- Consigne
Recopiez fidèlement le passage du texte sur Wang Yushan qui s'ouvre sur les mots contenant « Monsieur Wang Yushan » et se clôt sur « Tanglang de Laiyang. ».
##### Extrait choisi #####
Monsieur Wang Yushan (1892-1976), également appelé Wang Zhen, célèbre maître chinois de Tanglang quan, (art du combat de la Mante religieuse), natif de Laiyang (province du Shandong), était l'une des fameuses "trois montagnes" du Tanglang de Laiyang.

Dès l'année 1900, alors qu'il n'avait que huit ans, il suivit son grand-père maternel pour apprendre le Digong quan (style de combat qui met l'accent sur les techniques au sol). Son grand-père était un descendant du célèbre maître d'arts martiaux de la dynastie Qing (1644-1911), Song Yuntong. Au Shandong péninsulaire, il y a toujours ce dicton: "Song Yuntong frappe avec grande adresse, Sun Keyang frappe avec grande force." Les techniques pratiquées par Song Yuntong venaient de Deng Yude, un grand général de Yu Qi [fameux rebelle anti-Qing du 17ème siècle], natif de Cangzhou, (province du Hebei). Les formes principales avaient pour noms: Hua che "le chariot fleur", Wu deng pu "les 5 fauchages", Shuai lu "projection", Gu cun, Ba fang "8 directions", Yuhuan tui "les jambes de l'anneau de jade" etc... Parmi les formes d'armes blanches il y avait: Shi ba qiang "les 18 lances" (pour la lance), Si gun "les 4 bâtons", Mo gun "le bâton du démon", Peng shou gun (pour le bâton), Yin long chu shui dao "le sabre qui attire le dragon hors de l'eau" (pour le sabre), Si men bian (pour la chaîne) etc...
##### Données #####
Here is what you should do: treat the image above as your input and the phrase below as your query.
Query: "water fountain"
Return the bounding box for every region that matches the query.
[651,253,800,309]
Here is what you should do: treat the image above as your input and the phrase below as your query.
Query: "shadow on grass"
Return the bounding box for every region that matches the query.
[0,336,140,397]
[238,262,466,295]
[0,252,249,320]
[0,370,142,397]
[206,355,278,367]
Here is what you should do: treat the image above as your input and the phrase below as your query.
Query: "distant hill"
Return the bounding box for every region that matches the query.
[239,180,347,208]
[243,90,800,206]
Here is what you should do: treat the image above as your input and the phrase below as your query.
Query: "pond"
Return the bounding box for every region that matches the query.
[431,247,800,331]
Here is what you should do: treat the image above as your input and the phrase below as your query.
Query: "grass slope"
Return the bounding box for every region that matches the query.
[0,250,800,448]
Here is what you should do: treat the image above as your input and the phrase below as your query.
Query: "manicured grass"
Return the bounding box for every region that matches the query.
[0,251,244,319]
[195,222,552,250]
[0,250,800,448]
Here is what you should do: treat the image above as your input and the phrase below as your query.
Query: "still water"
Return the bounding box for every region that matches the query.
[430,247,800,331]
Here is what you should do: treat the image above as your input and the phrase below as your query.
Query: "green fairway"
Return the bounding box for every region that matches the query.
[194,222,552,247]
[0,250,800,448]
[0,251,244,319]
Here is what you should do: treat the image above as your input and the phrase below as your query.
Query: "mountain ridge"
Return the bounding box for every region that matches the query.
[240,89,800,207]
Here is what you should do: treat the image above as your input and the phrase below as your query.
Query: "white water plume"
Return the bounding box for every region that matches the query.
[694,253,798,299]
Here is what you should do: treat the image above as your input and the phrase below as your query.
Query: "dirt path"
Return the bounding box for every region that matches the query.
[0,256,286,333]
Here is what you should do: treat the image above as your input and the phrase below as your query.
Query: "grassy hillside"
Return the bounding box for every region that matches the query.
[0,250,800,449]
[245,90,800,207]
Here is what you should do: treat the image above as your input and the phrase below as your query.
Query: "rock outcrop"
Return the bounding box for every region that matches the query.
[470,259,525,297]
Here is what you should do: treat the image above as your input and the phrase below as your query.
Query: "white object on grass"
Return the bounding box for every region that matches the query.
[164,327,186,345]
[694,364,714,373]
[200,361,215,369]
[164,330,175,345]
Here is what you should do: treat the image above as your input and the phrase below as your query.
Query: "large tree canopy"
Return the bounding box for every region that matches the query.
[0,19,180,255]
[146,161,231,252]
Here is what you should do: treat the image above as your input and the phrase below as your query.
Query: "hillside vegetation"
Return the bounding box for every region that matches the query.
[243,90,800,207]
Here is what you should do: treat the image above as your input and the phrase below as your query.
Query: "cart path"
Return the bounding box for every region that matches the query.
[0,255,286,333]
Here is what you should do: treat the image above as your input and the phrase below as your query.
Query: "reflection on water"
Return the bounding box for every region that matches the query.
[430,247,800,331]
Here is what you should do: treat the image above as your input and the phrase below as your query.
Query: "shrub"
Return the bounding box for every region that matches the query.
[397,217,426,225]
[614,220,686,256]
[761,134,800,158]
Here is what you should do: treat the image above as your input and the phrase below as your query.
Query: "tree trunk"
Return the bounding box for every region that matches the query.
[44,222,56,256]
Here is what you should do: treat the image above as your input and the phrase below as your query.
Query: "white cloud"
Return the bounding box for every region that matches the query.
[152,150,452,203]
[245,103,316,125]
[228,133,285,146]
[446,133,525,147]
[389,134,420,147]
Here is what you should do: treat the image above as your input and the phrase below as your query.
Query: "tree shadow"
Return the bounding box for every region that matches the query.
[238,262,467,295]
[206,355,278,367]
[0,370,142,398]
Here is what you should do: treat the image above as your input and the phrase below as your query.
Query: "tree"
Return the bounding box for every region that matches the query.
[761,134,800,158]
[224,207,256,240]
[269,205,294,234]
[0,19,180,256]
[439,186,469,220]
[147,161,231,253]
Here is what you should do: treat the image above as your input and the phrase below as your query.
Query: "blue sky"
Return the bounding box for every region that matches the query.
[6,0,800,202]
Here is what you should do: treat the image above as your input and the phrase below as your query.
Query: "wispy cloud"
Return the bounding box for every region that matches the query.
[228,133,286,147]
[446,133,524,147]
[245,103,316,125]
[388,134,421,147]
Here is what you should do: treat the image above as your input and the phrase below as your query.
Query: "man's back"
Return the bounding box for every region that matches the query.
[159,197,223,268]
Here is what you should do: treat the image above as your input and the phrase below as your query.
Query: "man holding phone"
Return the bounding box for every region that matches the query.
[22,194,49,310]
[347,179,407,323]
#####
- Corrigé
Monsieur Wang Yushan (1892-1976), également appelé Wang Zhen, célèbre maître chinois de Tanglang quan, (art du combat de la Mante religieuse), natif de Laiyang (province du Shandong), était l'une des fameuses "trois montagnes" du Tanglang de Laiyang.